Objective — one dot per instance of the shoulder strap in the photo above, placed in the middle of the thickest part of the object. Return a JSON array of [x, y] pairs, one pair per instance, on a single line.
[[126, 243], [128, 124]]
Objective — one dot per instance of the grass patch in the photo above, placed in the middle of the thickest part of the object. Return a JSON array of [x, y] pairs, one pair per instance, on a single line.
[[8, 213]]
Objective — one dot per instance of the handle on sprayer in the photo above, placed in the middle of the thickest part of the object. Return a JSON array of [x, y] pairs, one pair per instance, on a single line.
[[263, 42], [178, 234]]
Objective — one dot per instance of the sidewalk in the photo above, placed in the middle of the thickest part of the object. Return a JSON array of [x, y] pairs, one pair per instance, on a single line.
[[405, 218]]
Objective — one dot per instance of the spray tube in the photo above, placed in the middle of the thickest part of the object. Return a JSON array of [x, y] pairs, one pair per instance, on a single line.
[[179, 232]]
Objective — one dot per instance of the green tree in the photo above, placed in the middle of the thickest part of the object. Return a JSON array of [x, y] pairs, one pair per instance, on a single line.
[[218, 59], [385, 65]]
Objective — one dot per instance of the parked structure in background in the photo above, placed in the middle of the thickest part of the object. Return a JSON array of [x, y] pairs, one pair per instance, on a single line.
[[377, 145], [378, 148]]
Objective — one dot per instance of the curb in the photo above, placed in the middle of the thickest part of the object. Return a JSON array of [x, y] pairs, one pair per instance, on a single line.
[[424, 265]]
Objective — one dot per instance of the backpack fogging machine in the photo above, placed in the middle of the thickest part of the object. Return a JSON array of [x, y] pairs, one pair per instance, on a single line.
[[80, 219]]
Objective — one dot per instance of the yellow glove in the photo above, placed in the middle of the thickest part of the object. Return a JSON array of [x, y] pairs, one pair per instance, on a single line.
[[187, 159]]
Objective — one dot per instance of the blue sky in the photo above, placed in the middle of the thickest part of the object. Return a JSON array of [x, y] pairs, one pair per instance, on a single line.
===============
*TASK INSTRUCTIONS*.
Lay out every item above as a Markdown table, one line per row, with a Row column holding the row number and a Line column holding that line, and leave out any blank lines.

*FINISHED EXERCISE*.
| Row | Line |
|---|---|
| 1 | Objective — one dot per instance of the shoulder strap in the photo above, placed in the middle of the thickest part of the object. Return a JSON array of [x, y] pairs, one pair per instance, on a single line. |
| 2 | [[126, 243], [128, 124]] |
| 3 | Objective — one dot per instance of the grass patch in the photo above, placed in the middle of the thickest part of the object. Return a JSON array of [x, y] pairs, one pair per instance, on a single line. |
| 4 | [[8, 213]] |
| 5 | Objective — one dot per instance of the handle on sprayer in the photo above, placed in the middle of the thickest part of the object. Return a JSON array of [x, y] pairs, one pair per instance, on a single line. |
| 6 | [[263, 42], [178, 234]] |
| 7 | Objective — one dot per instance of the sidewalk in the photo above, placed in the middle of the thickest part of the object. Return a JSON array of [x, y] pairs, one pair per instance, on a single line. |
| 8 | [[405, 218]] |
| 9 | Objective — one dot per instance of the spray tube in the photo above, placed in the middle of the thickest part of the object. Return a JSON array of [x, y] pairs, one pair per instance, on a single line. |
| 10 | [[179, 232]] |
| 11 | Objective — one dot per instance of the green tree in the photo above, placed in the middle of the thickest part of the object. Return a JSON array of [x, y] pairs, one pair per instance, on a single line. |
| 12 | [[218, 59], [385, 65]] |
| 13 | Objective — one dot per instance of the parked structure in background in the photo above, placed in the middle of the thickest part of the object. Return a JSON array of [x, y] pairs, one pair per instance, on a single line. |
| 14 | [[377, 145], [378, 148]] |
| 15 | Objective — one dot per instance of the curb in the photo above, placed in the middle of the thickest part of the object. Return a JSON array of [x, y] pairs, one pair per instance, on a single line. |
| 16 | [[424, 265]] |
| 17 | Objective — one dot per instance of the backpack fogging machine in the photo above, placed in the middle of the thickest part of the object. Return a JSON array of [x, y] pairs, one pair per instance, on a single line. |
| 18 | [[80, 219]] |
| 19 | Objective — one dot per instance of the yellow glove in the photo above, placed in the middle of the thickest part of the object. Return a JSON array of [x, y] pairs, one pair per instance, on a single line. |
| 20 | [[187, 159]] |
| 21 | Objective — one dot per instance of the blue sky in the photo above, placed in the middle of the thickest part of the object. Return a JSON array of [x, y] pairs, one pair per instance, on a single line. |